## 给定任务
能否把从含有“Practice. Annotate every instance of the long pink”的那一行开始、到条目结尾为止的各行（首尾两行都包括在内）完整重写一遍，其中的标注要求也照录，并把答案里的坐标数值都乘以 2.15，再四舍五入为整数（恰好为 .5 时进位）？只写这些行，图片不要放进回答里。

## 条目
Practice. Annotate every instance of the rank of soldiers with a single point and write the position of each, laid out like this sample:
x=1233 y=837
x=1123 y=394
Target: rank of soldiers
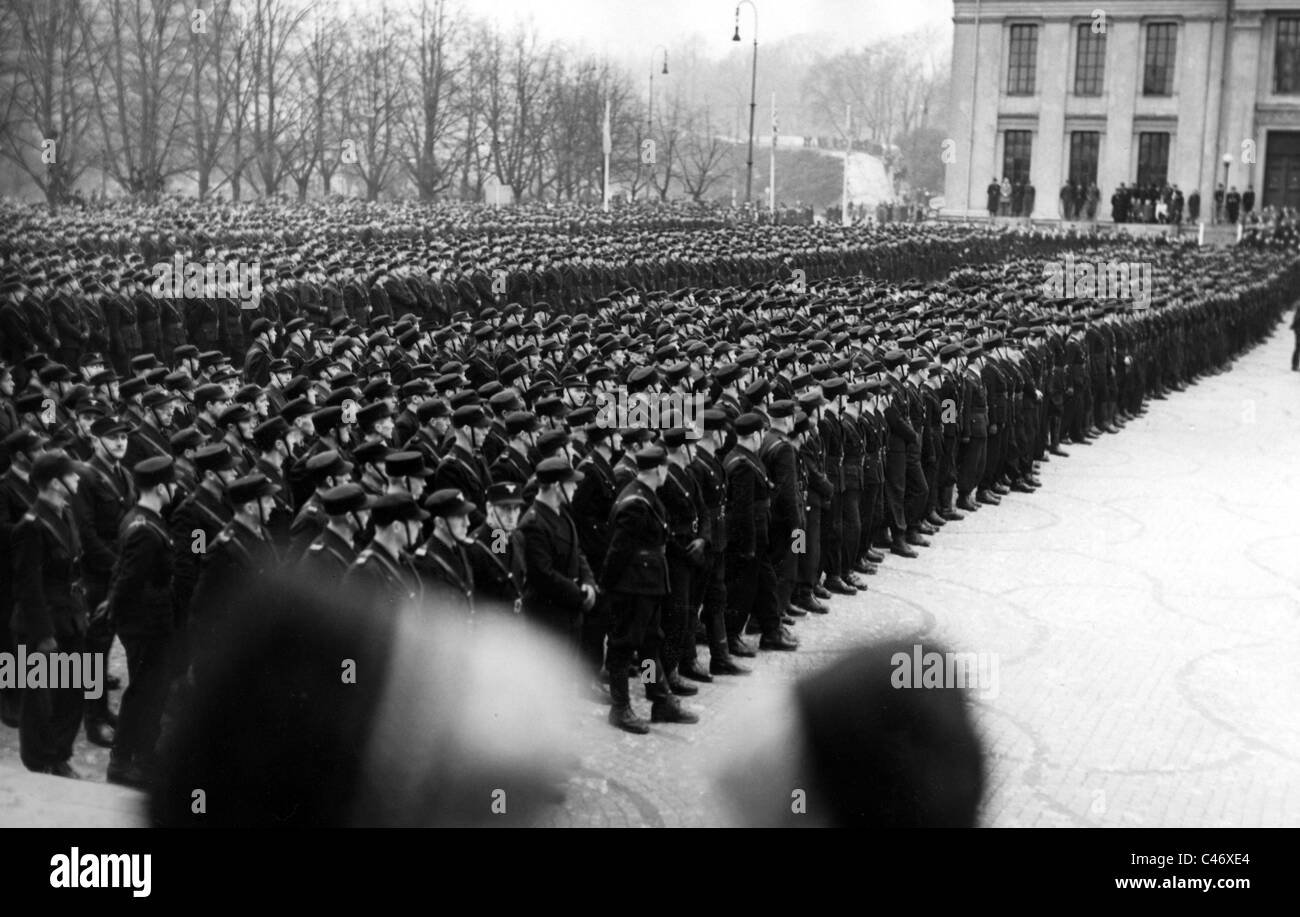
x=455 y=455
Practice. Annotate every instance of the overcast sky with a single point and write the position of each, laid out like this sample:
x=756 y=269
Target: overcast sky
x=616 y=26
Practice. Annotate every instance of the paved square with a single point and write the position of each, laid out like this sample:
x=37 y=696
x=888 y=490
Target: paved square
x=1144 y=608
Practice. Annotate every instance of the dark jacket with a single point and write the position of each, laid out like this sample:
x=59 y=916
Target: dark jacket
x=48 y=598
x=554 y=565
x=636 y=561
x=141 y=592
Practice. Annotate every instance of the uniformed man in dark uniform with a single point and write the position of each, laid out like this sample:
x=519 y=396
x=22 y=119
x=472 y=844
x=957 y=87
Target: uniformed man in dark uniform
x=143 y=614
x=334 y=549
x=241 y=554
x=384 y=571
x=494 y=549
x=687 y=553
x=442 y=561
x=199 y=518
x=636 y=575
x=17 y=497
x=102 y=502
x=559 y=587
x=50 y=611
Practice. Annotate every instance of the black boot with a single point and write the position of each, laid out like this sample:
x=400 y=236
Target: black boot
x=620 y=700
x=901 y=548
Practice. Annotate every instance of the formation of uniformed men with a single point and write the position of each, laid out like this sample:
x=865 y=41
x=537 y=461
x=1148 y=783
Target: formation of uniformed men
x=473 y=461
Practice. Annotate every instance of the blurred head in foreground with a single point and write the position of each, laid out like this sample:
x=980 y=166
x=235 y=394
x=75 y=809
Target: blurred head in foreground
x=316 y=710
x=854 y=751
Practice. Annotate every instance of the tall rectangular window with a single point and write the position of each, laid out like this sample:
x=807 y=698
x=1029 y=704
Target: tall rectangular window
x=1090 y=61
x=1022 y=61
x=1161 y=47
x=1083 y=156
x=1286 y=60
x=1152 y=159
x=1015 y=155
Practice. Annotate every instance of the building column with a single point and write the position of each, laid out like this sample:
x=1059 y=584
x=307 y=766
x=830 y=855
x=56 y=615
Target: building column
x=1122 y=89
x=1244 y=38
x=1049 y=161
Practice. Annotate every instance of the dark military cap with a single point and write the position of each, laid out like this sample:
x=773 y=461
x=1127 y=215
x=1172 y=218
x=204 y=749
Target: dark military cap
x=185 y=438
x=406 y=465
x=207 y=393
x=728 y=372
x=265 y=433
x=234 y=414
x=109 y=427
x=22 y=440
x=551 y=406
x=326 y=419
x=295 y=409
x=811 y=401
x=551 y=441
x=555 y=468
x=651 y=457
x=397 y=506
x=471 y=415
x=859 y=390
x=506 y=493
x=53 y=372
x=835 y=388
x=48 y=466
x=328 y=463
x=675 y=437
x=85 y=407
x=373 y=412
x=781 y=409
x=449 y=502
x=154 y=471
x=213 y=458
x=371 y=453
x=345 y=498
x=518 y=422
x=133 y=386
x=749 y=423
x=432 y=409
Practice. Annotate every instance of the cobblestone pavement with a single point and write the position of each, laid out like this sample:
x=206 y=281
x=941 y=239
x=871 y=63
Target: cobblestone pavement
x=1144 y=608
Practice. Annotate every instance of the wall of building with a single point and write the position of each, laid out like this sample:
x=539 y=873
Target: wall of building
x=1222 y=98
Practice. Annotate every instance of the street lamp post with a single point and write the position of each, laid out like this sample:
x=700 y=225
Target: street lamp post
x=1227 y=164
x=650 y=107
x=753 y=87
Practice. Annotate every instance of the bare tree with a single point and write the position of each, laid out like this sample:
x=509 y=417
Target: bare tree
x=427 y=129
x=663 y=152
x=48 y=103
x=376 y=106
x=703 y=155
x=272 y=69
x=217 y=44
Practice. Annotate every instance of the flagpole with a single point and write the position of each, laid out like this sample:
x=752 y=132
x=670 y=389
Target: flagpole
x=771 y=203
x=848 y=148
x=607 y=145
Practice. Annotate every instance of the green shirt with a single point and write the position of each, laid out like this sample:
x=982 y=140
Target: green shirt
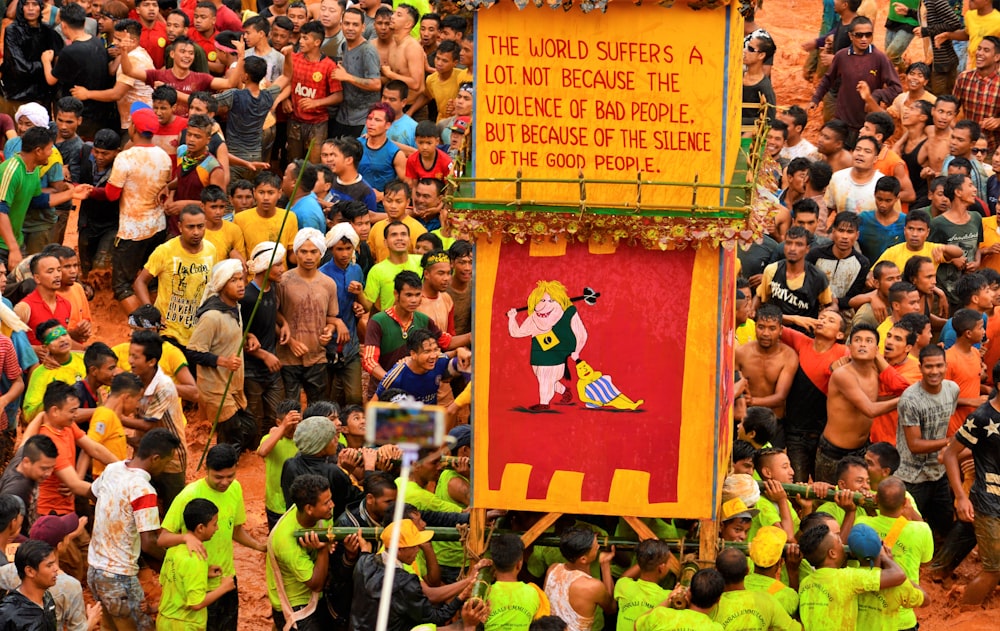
x=231 y=514
x=514 y=605
x=17 y=188
x=635 y=597
x=379 y=284
x=913 y=547
x=666 y=619
x=828 y=598
x=785 y=595
x=184 y=577
x=294 y=562
x=744 y=610
x=274 y=498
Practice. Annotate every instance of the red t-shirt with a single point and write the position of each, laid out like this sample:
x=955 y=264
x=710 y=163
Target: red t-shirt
x=50 y=500
x=154 y=40
x=193 y=82
x=415 y=169
x=312 y=80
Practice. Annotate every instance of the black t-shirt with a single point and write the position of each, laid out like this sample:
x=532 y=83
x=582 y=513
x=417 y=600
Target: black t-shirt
x=981 y=434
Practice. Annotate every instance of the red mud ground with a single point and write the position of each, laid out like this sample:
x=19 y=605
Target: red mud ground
x=789 y=22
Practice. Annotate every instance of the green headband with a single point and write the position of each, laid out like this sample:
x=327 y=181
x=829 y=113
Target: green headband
x=54 y=334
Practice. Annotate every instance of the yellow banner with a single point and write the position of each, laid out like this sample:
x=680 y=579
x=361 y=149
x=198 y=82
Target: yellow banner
x=641 y=91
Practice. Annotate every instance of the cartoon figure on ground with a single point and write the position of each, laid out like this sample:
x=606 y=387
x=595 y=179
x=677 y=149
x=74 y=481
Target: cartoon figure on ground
x=557 y=333
x=596 y=390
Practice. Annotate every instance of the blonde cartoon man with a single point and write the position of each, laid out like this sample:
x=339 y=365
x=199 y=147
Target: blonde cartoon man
x=557 y=333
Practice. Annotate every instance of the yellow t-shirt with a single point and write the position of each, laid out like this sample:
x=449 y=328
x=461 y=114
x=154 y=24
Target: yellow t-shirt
x=900 y=254
x=228 y=237
x=444 y=90
x=257 y=229
x=376 y=238
x=182 y=279
x=107 y=429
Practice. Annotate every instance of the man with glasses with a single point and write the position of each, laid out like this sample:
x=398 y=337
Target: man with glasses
x=978 y=90
x=860 y=63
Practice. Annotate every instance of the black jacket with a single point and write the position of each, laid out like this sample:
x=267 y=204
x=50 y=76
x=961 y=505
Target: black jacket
x=23 y=78
x=19 y=613
x=409 y=605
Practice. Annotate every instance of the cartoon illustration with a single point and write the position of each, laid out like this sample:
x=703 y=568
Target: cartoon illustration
x=597 y=390
x=557 y=333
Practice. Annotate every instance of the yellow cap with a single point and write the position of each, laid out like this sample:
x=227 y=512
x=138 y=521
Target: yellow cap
x=767 y=546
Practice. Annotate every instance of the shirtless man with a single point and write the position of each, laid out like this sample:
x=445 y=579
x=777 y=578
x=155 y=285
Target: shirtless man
x=932 y=155
x=573 y=593
x=406 y=57
x=852 y=402
x=830 y=145
x=768 y=364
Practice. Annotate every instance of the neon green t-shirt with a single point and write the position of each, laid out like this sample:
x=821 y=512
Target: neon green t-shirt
x=274 y=498
x=379 y=284
x=828 y=598
x=294 y=562
x=744 y=610
x=787 y=597
x=881 y=610
x=913 y=547
x=514 y=605
x=662 y=618
x=635 y=597
x=184 y=578
x=231 y=514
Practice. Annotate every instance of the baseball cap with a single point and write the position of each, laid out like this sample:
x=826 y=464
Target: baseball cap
x=409 y=536
x=461 y=124
x=145 y=121
x=864 y=543
x=462 y=435
x=767 y=546
x=52 y=529
x=735 y=508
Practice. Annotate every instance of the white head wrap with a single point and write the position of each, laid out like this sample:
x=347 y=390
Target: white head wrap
x=338 y=232
x=34 y=112
x=260 y=258
x=310 y=234
x=221 y=274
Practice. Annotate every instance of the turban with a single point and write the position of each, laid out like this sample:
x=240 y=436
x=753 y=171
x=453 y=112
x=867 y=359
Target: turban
x=338 y=232
x=34 y=112
x=310 y=234
x=221 y=274
x=260 y=258
x=313 y=434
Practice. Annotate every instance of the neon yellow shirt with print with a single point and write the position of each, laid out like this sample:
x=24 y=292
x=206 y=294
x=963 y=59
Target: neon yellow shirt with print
x=107 y=429
x=231 y=514
x=828 y=598
x=787 y=597
x=514 y=605
x=635 y=597
x=666 y=619
x=70 y=372
x=184 y=578
x=753 y=611
x=182 y=279
x=912 y=546
x=294 y=562
x=274 y=498
x=881 y=610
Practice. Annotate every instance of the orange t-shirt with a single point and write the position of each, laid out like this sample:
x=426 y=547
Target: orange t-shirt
x=50 y=500
x=884 y=426
x=964 y=369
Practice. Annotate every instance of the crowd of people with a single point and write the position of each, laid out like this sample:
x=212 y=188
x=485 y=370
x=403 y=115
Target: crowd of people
x=263 y=183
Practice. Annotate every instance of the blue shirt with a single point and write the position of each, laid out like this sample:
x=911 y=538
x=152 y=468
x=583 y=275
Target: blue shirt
x=309 y=213
x=345 y=299
x=874 y=238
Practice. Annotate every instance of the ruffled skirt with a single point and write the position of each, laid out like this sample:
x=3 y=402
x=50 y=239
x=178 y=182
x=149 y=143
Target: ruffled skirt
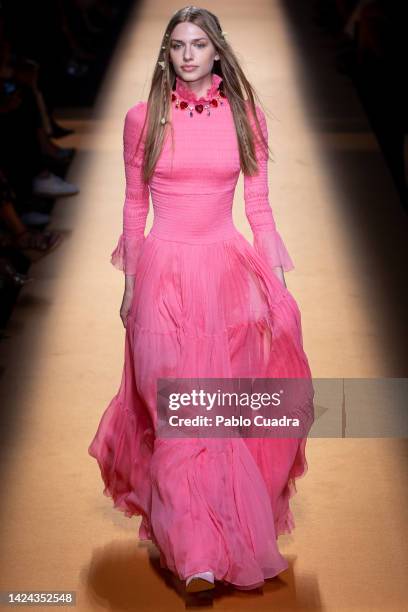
x=210 y=311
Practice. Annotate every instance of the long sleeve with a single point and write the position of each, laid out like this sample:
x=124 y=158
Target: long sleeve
x=136 y=205
x=267 y=240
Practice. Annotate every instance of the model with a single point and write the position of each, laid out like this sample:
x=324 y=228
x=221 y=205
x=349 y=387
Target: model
x=201 y=301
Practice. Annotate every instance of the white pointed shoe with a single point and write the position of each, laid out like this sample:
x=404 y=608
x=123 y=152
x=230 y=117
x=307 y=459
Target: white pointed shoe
x=202 y=581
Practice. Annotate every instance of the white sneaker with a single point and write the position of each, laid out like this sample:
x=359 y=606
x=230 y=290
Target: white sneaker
x=200 y=582
x=52 y=186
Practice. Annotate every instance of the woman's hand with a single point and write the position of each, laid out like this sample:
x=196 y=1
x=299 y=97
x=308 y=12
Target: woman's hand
x=279 y=273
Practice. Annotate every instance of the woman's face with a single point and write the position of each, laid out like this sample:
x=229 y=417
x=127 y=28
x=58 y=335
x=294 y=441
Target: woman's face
x=190 y=46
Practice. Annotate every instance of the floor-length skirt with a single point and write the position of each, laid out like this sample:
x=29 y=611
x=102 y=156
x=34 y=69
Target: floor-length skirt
x=210 y=311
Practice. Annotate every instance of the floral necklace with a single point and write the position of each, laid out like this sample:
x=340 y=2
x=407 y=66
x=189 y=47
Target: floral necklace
x=184 y=98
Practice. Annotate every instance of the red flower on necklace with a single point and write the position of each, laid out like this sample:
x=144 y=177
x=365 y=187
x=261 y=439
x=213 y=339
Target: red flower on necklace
x=185 y=98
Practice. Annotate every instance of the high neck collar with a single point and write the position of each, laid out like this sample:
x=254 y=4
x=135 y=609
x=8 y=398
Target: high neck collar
x=186 y=94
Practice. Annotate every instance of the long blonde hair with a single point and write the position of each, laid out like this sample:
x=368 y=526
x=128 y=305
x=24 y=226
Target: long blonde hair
x=233 y=83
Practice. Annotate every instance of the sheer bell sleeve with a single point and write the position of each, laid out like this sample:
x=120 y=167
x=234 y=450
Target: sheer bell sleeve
x=136 y=205
x=266 y=238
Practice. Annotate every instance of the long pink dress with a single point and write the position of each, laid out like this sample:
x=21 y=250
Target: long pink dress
x=206 y=304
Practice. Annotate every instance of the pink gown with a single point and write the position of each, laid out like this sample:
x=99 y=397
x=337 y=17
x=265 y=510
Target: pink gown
x=206 y=304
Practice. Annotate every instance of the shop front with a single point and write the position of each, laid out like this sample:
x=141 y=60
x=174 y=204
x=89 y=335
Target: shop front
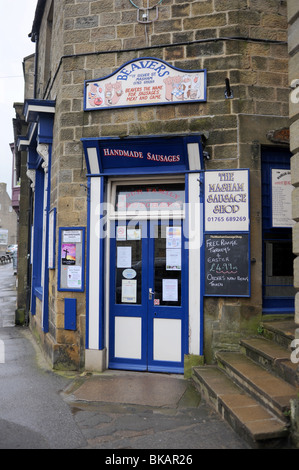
x=145 y=234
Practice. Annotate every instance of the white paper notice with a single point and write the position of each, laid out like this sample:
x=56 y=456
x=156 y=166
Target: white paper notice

## 结果
Practice. Annotate every instance of the long pink dress with a single point and write the position of each, laid out like this sample:
x=21 y=250
Target: long pink dress
x=443 y=654
Practice. Annotate every instance of the pink gown with a single point and write the position of each, laid out like this sample:
x=99 y=397
x=337 y=17
x=265 y=510
Target: pink gown
x=443 y=654
Practice. Annotate every instance of the shop front with a single point and write the position of each, laid out like this sample:
x=141 y=60
x=174 y=204
x=89 y=335
Target: shop front
x=312 y=503
Practice. Annotate every instance of the white paper notice with a single point and write the position of each, laid out like this sample:
x=56 y=456
x=156 y=166
Target: white paper notice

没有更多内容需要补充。